The next story that Matthew records takes us away from the metaphors of physical healing and moves us to the root issue of sinners finding a place in the Lord’s kingdom. The sinner in view was Matthew, the author of this gospel. We know nothing of any ailment he had, or of any demonic attack that was affecting him. All we know is that he belonged to the class of men that were considered traitors to their people, and abusive of the poor: the tax collectors. Matthew was a Jewish agent of Roman interests who made his money enforcing the taxation system on his own people, a nation that was under the subjugation of the Roman Empire. This man would have been considered utterly corrupted by Gentile contact and was certainly morally suspect. Yet Jesus called him to be one of His disciples with the simple words, “Follow me.” Not only did Matthew listen as an individual; we hear that many tax collectors and others who were considered outside of the purity of covenant life were soon eating with Jesus.

Once again, there were those who were puzzled by the Lord’s actions. The Pharisees needed to accept the concept that the Messiah would come to call and to save sinful people, rather than simply vindicating those who were very convinced of their own righteousness before God. Even the disciples of John the Baptist wondered about the behavior of the one that John had referred to as the Lamb of God. Jesus told them that He was right to celebrate with His disciples, since He had come as the Bridegroom, as the loving Messiah of a new world of resurrection celebration. Of course there would be changes from the way of life under the Age of the Law, when the people were awaiting the coming of the King. Now the King was here, and He referred to His holy love of His people, using the language of a Husband with His betrothed bride.

Whether healing a woman who secretly touched the fringe of His garment, or even raising a little girl from the dead, or giving sight to two blind men, there can be no doubt that there was something very new, powerful, and wonderful in the works of Jesus Christ. The report about Him could not possibly have been contained. This had to be the Son of David, but the people seemed to be largely unaware of the Scriptures that Christ was fulfilling in these great actions of healing and deliverance. Here was a very amazing man, but who was He? Could He actually be the long-expected one who would sit on David’s throne?

Data extract
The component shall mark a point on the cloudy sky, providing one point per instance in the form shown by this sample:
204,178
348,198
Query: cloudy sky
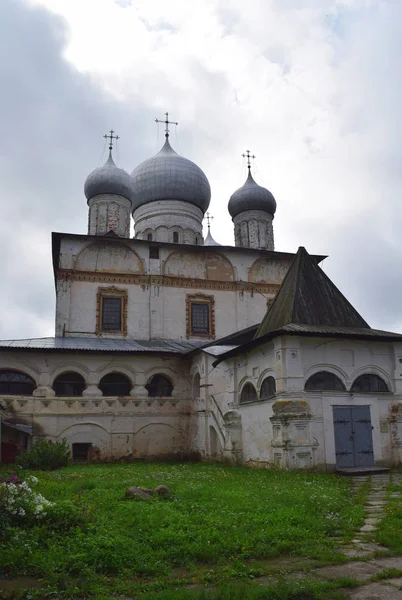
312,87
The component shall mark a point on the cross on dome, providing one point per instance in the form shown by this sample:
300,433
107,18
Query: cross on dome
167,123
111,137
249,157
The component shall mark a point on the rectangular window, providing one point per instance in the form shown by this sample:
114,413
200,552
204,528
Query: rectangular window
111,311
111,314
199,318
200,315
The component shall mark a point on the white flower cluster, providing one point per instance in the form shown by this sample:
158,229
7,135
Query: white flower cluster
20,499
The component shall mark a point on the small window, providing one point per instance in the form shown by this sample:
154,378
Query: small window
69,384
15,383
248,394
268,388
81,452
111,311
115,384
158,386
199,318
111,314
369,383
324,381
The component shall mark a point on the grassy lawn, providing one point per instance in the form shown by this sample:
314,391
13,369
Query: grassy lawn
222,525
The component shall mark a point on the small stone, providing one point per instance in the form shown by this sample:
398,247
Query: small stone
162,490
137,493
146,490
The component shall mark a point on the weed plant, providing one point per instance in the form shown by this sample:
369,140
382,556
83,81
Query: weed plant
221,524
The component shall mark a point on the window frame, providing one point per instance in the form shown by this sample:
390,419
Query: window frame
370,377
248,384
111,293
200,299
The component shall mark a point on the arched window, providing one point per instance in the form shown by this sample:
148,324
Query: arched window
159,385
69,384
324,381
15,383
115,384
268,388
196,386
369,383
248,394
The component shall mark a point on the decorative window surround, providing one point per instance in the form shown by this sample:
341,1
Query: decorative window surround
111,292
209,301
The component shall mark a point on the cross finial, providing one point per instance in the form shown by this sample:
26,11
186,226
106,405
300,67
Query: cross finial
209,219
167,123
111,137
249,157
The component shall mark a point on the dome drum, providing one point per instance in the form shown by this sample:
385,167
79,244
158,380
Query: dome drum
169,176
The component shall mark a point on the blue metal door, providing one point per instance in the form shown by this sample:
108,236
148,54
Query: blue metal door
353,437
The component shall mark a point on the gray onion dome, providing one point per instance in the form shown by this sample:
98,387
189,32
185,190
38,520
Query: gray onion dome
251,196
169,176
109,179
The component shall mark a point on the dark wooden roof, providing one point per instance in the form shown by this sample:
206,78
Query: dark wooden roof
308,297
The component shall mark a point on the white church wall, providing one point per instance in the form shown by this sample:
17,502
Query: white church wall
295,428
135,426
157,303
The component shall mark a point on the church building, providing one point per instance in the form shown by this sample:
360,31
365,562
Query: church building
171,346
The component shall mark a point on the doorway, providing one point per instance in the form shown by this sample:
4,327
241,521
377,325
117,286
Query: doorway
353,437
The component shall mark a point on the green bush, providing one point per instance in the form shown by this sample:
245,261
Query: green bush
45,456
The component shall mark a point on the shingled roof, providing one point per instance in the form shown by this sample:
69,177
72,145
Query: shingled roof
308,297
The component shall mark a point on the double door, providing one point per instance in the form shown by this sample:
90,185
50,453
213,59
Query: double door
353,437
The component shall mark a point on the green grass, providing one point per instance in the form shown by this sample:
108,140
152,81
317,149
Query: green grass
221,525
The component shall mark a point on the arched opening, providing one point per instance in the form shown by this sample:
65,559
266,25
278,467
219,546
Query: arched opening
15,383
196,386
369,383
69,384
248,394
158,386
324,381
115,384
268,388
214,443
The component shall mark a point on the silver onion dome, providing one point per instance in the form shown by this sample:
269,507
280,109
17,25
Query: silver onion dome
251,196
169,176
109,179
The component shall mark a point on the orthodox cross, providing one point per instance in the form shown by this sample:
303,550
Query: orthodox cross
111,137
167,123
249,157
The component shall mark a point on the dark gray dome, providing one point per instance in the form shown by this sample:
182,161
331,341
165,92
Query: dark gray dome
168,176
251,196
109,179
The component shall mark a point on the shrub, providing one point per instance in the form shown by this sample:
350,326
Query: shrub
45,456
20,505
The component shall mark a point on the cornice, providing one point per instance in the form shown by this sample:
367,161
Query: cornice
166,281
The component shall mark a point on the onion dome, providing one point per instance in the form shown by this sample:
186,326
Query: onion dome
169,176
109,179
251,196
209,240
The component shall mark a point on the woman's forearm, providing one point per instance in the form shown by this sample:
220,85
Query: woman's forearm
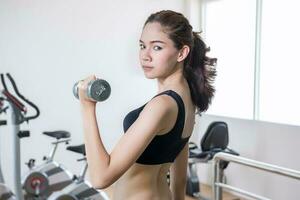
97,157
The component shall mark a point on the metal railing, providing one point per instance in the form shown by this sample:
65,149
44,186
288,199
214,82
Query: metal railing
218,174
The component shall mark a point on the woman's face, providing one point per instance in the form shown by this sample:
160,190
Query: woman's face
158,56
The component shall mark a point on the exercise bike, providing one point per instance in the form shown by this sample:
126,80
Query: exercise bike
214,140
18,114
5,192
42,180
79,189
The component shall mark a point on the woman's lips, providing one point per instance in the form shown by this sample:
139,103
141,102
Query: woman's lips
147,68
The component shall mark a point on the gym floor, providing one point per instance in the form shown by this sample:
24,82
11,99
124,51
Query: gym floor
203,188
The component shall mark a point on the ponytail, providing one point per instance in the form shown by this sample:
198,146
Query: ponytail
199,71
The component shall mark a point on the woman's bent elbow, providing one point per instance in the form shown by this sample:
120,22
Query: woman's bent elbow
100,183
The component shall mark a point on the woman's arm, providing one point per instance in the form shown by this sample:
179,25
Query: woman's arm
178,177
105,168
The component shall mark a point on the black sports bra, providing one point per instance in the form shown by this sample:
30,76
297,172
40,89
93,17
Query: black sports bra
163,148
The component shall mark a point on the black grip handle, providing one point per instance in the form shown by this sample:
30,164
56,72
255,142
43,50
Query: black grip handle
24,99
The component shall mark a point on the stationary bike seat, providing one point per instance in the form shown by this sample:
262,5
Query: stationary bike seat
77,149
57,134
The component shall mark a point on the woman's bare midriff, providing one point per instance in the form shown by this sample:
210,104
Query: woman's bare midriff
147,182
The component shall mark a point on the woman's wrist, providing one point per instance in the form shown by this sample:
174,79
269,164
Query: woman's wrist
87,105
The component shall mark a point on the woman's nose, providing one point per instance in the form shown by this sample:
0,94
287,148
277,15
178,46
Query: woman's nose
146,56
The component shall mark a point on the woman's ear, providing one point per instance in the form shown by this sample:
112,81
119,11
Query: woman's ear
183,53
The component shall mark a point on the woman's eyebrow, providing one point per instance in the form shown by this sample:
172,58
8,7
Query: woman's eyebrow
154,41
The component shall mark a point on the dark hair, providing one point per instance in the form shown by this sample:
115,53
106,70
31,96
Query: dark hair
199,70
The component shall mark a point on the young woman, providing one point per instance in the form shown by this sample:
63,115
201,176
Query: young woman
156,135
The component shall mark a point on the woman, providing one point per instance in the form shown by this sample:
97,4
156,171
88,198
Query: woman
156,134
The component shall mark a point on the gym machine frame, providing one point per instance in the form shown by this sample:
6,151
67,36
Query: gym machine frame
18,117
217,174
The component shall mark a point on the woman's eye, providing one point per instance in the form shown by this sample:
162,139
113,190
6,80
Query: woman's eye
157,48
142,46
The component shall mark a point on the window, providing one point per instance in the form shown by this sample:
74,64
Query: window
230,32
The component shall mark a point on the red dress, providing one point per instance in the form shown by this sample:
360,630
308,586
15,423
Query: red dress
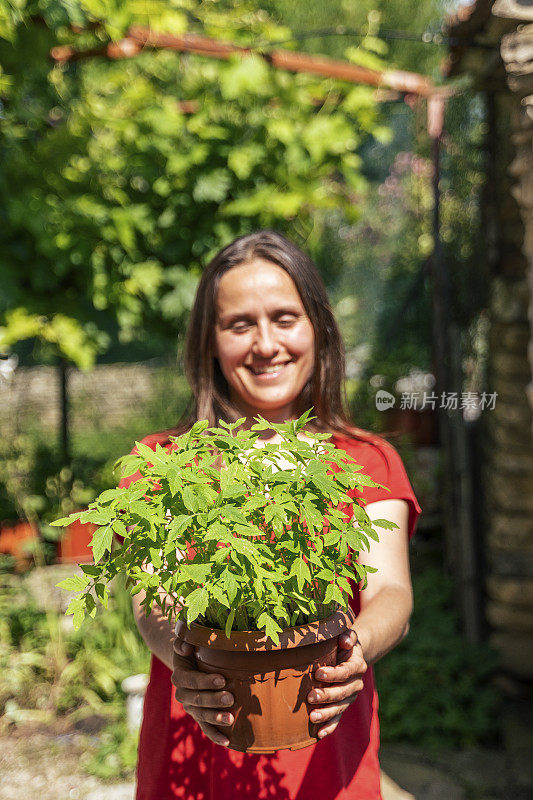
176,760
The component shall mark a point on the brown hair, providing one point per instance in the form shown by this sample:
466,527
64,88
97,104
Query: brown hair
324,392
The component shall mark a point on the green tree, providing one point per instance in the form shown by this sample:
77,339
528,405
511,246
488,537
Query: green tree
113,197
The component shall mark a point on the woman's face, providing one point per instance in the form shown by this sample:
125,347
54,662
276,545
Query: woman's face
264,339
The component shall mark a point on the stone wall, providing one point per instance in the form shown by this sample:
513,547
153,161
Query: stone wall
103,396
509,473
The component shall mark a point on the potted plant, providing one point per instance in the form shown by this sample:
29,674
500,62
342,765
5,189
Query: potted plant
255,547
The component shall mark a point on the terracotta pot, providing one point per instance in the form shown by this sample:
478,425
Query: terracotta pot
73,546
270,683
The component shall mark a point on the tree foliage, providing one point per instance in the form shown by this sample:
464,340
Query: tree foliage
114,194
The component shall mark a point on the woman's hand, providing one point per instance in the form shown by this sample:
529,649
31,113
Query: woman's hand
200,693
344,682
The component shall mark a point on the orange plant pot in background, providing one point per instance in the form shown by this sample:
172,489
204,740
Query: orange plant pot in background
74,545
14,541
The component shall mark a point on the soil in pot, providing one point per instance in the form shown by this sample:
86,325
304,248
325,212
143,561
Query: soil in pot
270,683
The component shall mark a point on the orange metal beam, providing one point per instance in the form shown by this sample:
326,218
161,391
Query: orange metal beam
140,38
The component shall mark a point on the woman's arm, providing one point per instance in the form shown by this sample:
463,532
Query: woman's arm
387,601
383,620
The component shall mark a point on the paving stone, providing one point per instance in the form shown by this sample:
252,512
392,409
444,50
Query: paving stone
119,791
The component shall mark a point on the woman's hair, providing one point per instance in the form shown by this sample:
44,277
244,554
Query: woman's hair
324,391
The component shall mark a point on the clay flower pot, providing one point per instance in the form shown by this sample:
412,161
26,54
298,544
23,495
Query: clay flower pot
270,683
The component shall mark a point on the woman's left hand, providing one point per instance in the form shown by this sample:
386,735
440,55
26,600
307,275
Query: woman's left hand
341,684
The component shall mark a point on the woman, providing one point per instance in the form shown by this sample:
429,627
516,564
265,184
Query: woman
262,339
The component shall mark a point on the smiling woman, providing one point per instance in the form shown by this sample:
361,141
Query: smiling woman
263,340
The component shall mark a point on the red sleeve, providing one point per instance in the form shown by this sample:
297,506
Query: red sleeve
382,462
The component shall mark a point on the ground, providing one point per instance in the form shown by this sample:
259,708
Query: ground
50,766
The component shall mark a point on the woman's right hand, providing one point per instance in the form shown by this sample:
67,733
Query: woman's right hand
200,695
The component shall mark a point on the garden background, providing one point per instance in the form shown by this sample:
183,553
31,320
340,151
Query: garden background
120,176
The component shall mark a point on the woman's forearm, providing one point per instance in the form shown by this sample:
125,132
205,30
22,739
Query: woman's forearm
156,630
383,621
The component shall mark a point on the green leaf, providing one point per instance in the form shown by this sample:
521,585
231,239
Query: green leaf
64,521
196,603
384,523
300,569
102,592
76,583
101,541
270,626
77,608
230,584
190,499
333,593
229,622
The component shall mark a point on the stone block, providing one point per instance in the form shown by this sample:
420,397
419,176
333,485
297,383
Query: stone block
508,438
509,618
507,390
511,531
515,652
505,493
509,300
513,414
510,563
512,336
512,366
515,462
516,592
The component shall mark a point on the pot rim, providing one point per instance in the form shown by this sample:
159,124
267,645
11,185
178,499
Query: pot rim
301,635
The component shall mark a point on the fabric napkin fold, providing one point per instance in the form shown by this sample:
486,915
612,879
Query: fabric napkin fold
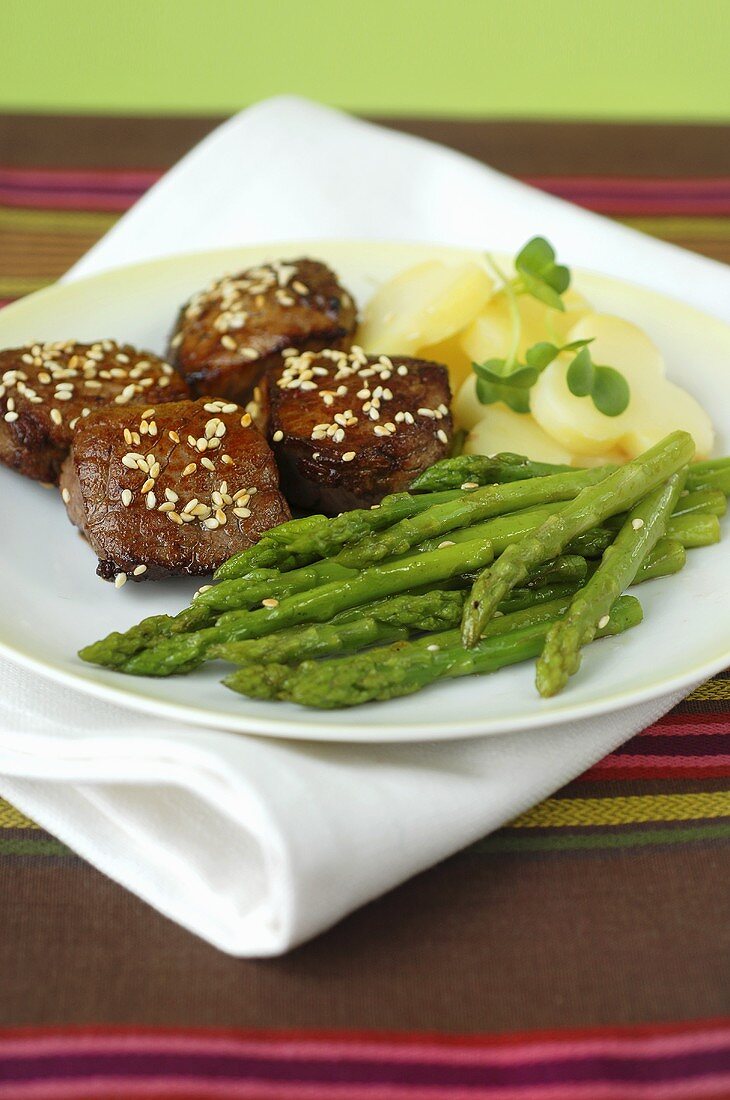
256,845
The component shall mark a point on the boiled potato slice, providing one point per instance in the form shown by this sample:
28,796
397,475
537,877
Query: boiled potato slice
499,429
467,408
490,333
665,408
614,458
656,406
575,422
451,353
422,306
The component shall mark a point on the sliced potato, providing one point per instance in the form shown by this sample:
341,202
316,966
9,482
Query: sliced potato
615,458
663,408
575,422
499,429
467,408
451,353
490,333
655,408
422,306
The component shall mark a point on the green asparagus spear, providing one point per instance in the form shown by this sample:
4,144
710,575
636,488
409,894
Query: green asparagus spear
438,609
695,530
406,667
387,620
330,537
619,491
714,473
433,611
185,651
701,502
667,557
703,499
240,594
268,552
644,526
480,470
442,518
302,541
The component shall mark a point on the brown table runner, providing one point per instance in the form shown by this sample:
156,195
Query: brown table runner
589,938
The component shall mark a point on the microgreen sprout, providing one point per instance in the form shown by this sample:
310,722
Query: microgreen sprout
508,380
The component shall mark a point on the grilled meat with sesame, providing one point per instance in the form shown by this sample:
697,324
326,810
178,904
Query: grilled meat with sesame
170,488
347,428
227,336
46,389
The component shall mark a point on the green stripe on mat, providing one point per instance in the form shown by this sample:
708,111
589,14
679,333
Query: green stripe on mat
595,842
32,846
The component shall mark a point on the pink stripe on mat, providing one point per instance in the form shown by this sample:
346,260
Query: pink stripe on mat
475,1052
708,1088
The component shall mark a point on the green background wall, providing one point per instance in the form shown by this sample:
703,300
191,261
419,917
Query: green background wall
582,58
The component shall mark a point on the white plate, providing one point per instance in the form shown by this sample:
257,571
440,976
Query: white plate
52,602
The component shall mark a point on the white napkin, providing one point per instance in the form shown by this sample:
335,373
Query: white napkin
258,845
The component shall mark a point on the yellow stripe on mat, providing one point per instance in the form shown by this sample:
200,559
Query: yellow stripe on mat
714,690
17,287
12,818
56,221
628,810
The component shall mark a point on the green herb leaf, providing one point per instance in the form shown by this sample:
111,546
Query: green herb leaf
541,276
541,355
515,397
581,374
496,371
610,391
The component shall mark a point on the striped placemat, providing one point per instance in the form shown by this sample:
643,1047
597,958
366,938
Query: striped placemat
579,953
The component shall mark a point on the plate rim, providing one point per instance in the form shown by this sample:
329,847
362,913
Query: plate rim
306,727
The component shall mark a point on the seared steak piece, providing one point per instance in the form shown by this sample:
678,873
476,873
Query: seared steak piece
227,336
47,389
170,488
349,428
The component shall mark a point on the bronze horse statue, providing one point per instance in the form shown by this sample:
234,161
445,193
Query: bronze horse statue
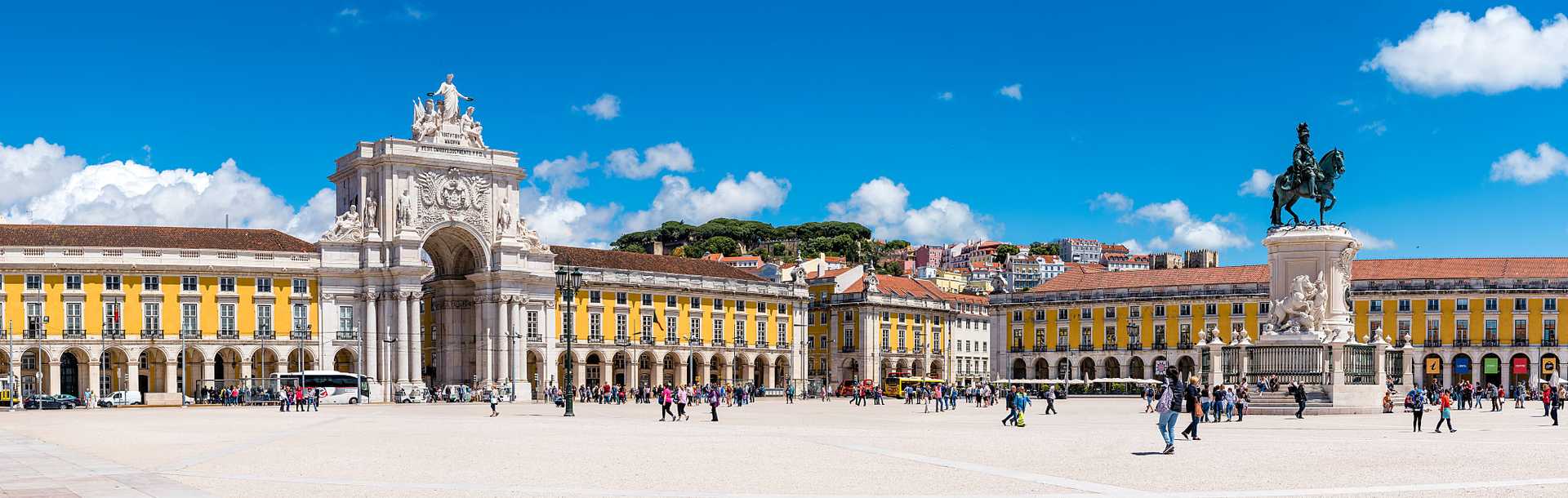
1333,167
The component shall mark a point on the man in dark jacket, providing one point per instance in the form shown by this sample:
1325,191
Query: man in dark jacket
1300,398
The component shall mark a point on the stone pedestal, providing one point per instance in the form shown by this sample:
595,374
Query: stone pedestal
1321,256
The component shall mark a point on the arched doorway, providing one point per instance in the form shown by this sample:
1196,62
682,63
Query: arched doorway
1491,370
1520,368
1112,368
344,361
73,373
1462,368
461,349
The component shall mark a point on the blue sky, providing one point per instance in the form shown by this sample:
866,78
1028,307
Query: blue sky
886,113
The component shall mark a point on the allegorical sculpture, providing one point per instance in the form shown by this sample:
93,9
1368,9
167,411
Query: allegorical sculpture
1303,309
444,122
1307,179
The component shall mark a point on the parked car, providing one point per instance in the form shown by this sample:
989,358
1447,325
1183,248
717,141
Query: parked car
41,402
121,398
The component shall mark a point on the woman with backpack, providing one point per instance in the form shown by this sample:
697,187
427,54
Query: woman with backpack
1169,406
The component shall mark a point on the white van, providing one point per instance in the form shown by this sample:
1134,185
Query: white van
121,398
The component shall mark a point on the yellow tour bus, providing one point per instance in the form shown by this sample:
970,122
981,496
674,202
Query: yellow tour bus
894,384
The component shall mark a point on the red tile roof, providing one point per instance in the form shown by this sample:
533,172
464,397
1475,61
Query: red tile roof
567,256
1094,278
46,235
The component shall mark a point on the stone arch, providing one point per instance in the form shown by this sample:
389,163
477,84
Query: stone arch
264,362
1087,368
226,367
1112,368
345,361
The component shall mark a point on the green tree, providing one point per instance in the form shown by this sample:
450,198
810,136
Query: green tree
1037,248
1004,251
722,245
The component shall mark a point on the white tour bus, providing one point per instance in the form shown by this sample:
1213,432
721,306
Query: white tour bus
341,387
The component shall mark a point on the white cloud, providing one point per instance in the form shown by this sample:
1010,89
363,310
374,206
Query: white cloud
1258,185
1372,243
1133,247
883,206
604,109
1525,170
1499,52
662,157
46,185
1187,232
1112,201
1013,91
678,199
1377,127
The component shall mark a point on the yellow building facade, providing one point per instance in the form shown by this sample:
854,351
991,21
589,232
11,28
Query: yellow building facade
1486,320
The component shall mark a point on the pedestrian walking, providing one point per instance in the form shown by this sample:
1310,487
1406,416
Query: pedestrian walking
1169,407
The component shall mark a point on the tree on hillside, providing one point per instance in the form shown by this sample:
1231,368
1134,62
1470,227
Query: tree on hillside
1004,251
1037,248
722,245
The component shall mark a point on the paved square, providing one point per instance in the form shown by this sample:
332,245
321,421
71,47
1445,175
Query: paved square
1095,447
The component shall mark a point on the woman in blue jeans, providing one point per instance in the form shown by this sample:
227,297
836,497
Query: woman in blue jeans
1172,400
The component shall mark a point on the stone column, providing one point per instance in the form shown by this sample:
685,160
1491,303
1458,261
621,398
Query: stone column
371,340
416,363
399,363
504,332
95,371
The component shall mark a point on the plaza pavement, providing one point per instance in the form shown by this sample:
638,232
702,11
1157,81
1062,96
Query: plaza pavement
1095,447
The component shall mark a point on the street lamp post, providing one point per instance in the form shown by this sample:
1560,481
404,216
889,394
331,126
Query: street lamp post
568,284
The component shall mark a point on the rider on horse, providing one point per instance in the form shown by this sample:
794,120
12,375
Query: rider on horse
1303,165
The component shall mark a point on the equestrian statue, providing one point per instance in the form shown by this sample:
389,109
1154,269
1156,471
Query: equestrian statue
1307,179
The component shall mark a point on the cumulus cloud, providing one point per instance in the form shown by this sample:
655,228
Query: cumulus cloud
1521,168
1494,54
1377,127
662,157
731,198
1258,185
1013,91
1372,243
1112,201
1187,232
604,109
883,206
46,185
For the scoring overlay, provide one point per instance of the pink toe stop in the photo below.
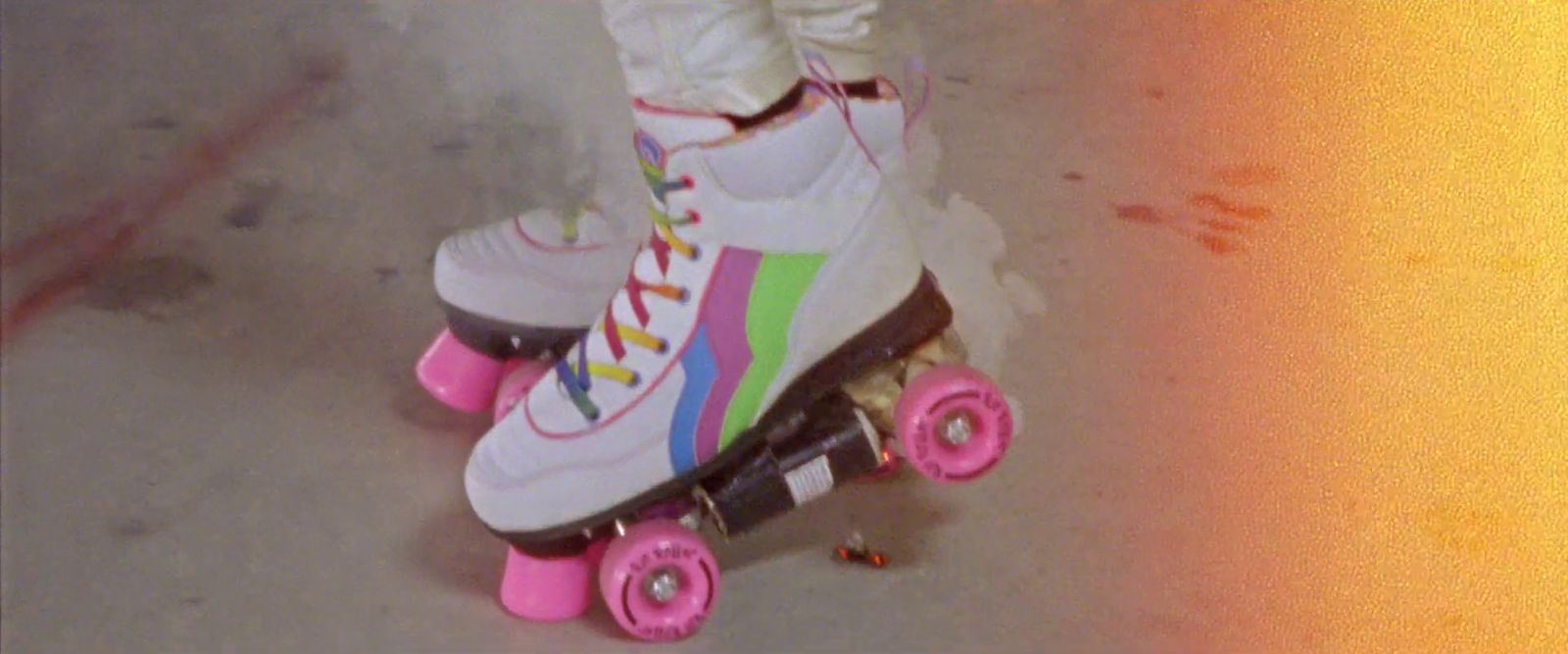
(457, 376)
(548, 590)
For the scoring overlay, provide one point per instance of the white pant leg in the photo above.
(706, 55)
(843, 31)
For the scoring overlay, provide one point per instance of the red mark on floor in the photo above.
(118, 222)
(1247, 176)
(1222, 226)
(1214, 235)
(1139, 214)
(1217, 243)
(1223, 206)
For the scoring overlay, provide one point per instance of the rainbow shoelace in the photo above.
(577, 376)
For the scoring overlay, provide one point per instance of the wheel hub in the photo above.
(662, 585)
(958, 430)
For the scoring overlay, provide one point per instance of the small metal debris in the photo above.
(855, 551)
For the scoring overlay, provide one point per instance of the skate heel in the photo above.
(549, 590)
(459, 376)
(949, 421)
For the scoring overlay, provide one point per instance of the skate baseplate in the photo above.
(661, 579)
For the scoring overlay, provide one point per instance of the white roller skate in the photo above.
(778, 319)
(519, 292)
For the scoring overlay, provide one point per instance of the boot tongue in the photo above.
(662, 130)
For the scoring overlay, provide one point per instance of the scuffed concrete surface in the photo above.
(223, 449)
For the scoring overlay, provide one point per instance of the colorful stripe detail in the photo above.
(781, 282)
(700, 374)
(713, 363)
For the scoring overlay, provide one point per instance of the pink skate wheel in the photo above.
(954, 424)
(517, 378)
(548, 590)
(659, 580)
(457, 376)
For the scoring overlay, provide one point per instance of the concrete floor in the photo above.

Apply what you read
1/ From the passage on Matthew's calling, echo the wording word for word, starting with "Once again, there" and going on through "His betrothed bride.".
2/ Carry on the passage about Jesus calling Matthew from the point where it stops.
The data shown here was taken from a different source than the passage on Matthew's calling.

Task-by-task outputs
1/
Once again, there were those who were puzzled by the Lord’s actions. The Pharisees needed to accept the concept that the Messiah would come to call and to save sinful people, rather than simply vindicating those who were very convinced of their own righteousness before God. Even the disciples of John the Baptist wondered about the behavior of the one that John had referred to as the Lamb of God. Jesus told them that He was right to celebrate with His disciples, since He had come as the Bridegroom, as the loving Messiah of a new world of resurrection celebration. Of course there would be changes from the way of life under the Age of the Law, when the people were awaiting the coming of the King. Now the King was here, and He referred to His holy love of His people, using the language of a Husband with His betrothed bride.

2/
The Pharisees simply could not accept Him as their Messiah. This Man was a challenge to their position. The disdain and secret envy that they had for Jesus of Nazareth was very hard for them to entirely hide or contain. As the empty tomb would one day demand an answer that they could not give, the resurrection-age glimpses shining forth in His ministry of divine healing demanded some kind of explanation. When He healed a mute man by casting out a demon from him, they suggested that His power to cast out demons came from the prince of demons. This was the biggest lie that could be told, but it does display that something obviously was happening in the ministry of Jesus, and that they did not have any better answer than this that they could come up with to explain what seemed to them to be unexplainable.

This powerful opposition to the work of the Messiah could in no way stop the far more powerful demonstration of the kingdom in the life of the King. This kingdom was moving forward in the Lord’s amazing teaching and in the way that he healed every disease and affliction. Eventually the kingdom would move forward through the agency of men who would preach a message as laborers for the Lord’s harvest.

The ultimate gathering of the Lord’s good fruit of elect people would eventually call for the compassionate work of multitudes in His church over many centuries. But something even more powerful than these healing miracles of Christ and the preaching miracles of His church needed to take place in between these two miracles. The Son of God needed to deal with our sin through His own death as the Lamb of God. This dying and rising of Jesus is the powerful hinge between His miracles of healing and His use of His church in gathering sinners. This cross and resurrection, and the God-Man who accomplished them, is our only hope and our every need. He has forgiven our sins. We shall truly rise up from the grave and live forever in our eternal home.